King’s Quest: A Knight to Remember Review (PC)
As one of the first games published under Activision's revitalization of Sierra, the two-man, California-based development studio, The Odd Gentlemen, have brought back King Graham in a re-imagined version of King's Quest. While Sierra has tried to bring back the King's Quest series plenty times in the past (including a cancelled version of King's Quest IX by the adventure game gurus at Telltale Games), this marks the first new title of the series in over 17 years.
While Graham's adventures have utilized text-based and point-and-click interfaces, this marks the series' jump to more conventional forms of gameplay and storytelling. Graham may have slain many monsters in his day and fumbled through plenty of dangerous predicaments in the past, but the first episode of this new take on King's Quest should appease both series veterans and adventure title enthusiasts alike.
The first thing that stands out in King's Quest are its gorgeous, cel-shaded graphics. While some players may immediately compare King's Quest's aesthetics to Telltale Games' adventure titles, King's Quest's graphics are almost unrivaled in adventure gaming. Screenshots don't do this title justice, as its visuals in motion are stunning. The unorthodox but vibrant approach to its colors and characters results in graphics similar to the 1978 Lord of the Rings film. There's a ton of delight and charm to be found while everything is moving, as this title features some excellent model animations. First and foremost, there's Graham. His thin, weak and lanky body flails like Jack Sparrow (but even funnier) when he's running for his life. Knights patrolling castle walls walk in exaggerated, silly manners that would make the Monty Python crew proud. This comedic approach makes King's Quest feel like a Disney animated feature, but in a good way.

> **Job 1**
According to the King's Quest review, which studio developed the re-imagined King's Quest?
The records are unrelated to the King's Quest review.

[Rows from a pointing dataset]

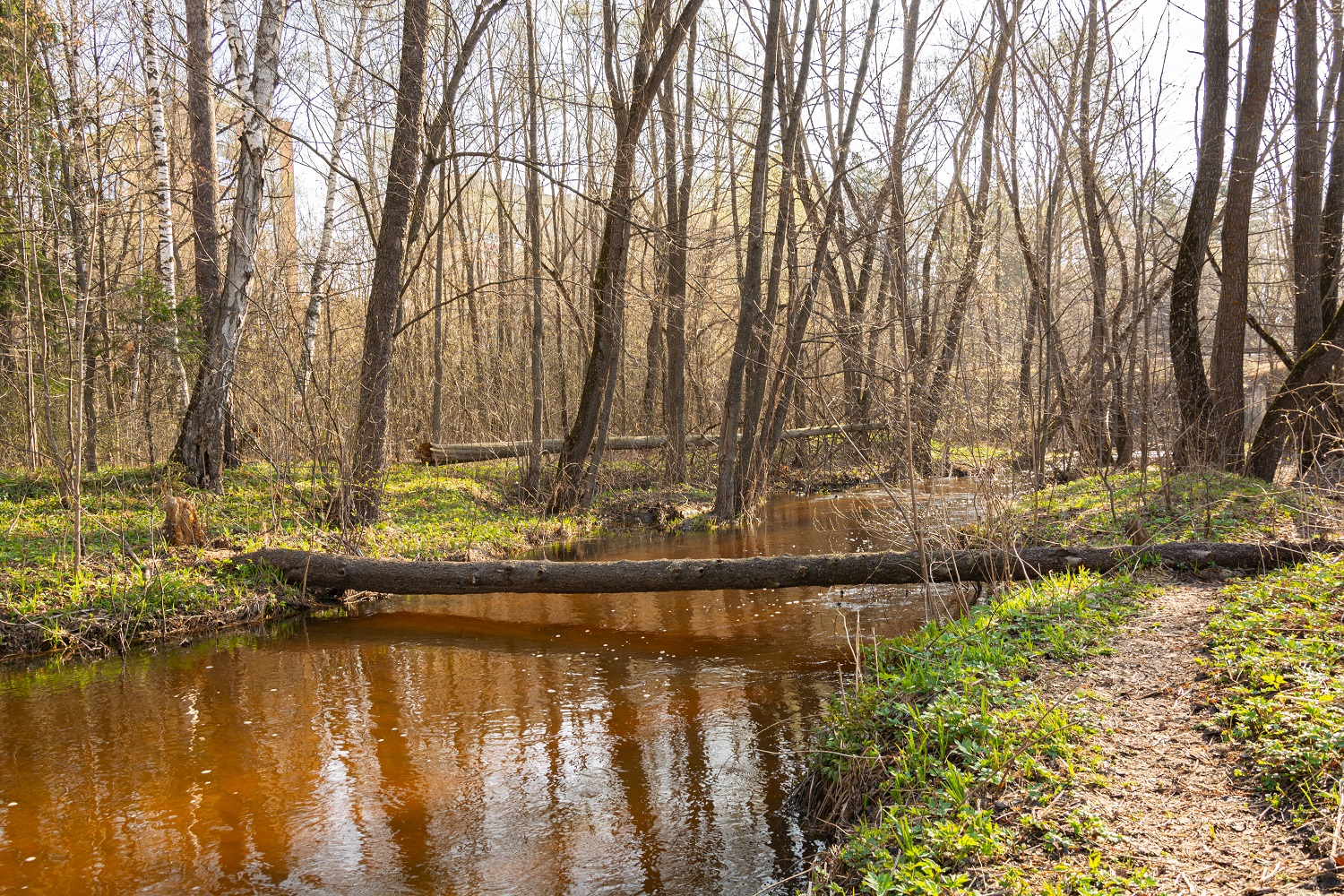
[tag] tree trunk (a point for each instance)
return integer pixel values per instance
(202, 443)
(322, 261)
(163, 203)
(752, 465)
(1193, 394)
(749, 287)
(582, 443)
(1308, 160)
(1096, 252)
(1230, 330)
(952, 331)
(534, 255)
(204, 159)
(335, 571)
(679, 214)
(375, 368)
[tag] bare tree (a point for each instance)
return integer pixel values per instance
(1230, 330)
(202, 444)
(1193, 395)
(384, 293)
(582, 450)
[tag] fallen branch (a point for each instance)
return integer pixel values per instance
(545, 576)
(467, 452)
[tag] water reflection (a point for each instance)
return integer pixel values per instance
(628, 743)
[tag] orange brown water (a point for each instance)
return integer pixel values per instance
(629, 743)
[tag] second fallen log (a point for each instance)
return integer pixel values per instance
(333, 571)
(470, 452)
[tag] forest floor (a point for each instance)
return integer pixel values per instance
(132, 589)
(1150, 732)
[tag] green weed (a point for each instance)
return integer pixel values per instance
(916, 755)
(1276, 650)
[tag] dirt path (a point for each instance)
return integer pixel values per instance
(1166, 791)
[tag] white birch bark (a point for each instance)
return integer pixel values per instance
(322, 261)
(163, 203)
(203, 430)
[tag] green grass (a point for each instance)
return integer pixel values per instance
(1185, 506)
(134, 589)
(945, 721)
(1276, 650)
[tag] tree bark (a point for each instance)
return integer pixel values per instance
(932, 410)
(375, 368)
(1096, 250)
(322, 261)
(204, 159)
(1308, 160)
(163, 203)
(332, 571)
(202, 443)
(752, 474)
(679, 215)
(1230, 330)
(1193, 394)
(582, 443)
(749, 285)
(534, 255)
(468, 452)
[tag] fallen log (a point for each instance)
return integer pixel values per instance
(467, 452)
(333, 571)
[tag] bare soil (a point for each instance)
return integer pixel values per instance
(1166, 791)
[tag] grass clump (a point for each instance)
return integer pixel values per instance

> **Job 2**
Rewrite the records as a numbered list, starting at the line containing "[tag] dirt path (a point for each instance)" and ending at the last line of the records, both included. Leave out blank lines.

> **Right answer 1**
The Odd Gentlemen.

> **Right answer 2**
1. [tag] dirt path (a point for each instance)
2. return integer pixel values per instance
3. (1166, 791)
4. [tag] white birch bark (a point for each instance)
5. return integer pixel values per instance
6. (322, 261)
7. (163, 203)
8. (203, 430)
9. [tag] green grass (a point for each instance)
10. return integer pixel values per instance
11. (1185, 506)
12. (134, 589)
13. (945, 721)
14. (1276, 650)
15. [tag] tree bark (a point for each instance)
16. return integer pixel values per instance
17. (932, 410)
18. (375, 368)
19. (1096, 250)
20. (322, 261)
21. (204, 159)
22. (1308, 160)
23. (163, 203)
24. (332, 571)
25. (202, 443)
26. (752, 474)
27. (679, 215)
28. (1230, 330)
29. (1193, 394)
30. (582, 443)
31. (749, 285)
32. (534, 255)
33. (468, 452)
34. [tag] fallen log (a point for each instance)
35. return integer pixel values per instance
36. (467, 452)
37. (333, 571)
38. [tag] bare soil (a point for each instance)
39. return integer pixel values per instance
40. (1166, 791)
41. [tag] grass clump (a point for each instance)
42. return integer pixel values per instance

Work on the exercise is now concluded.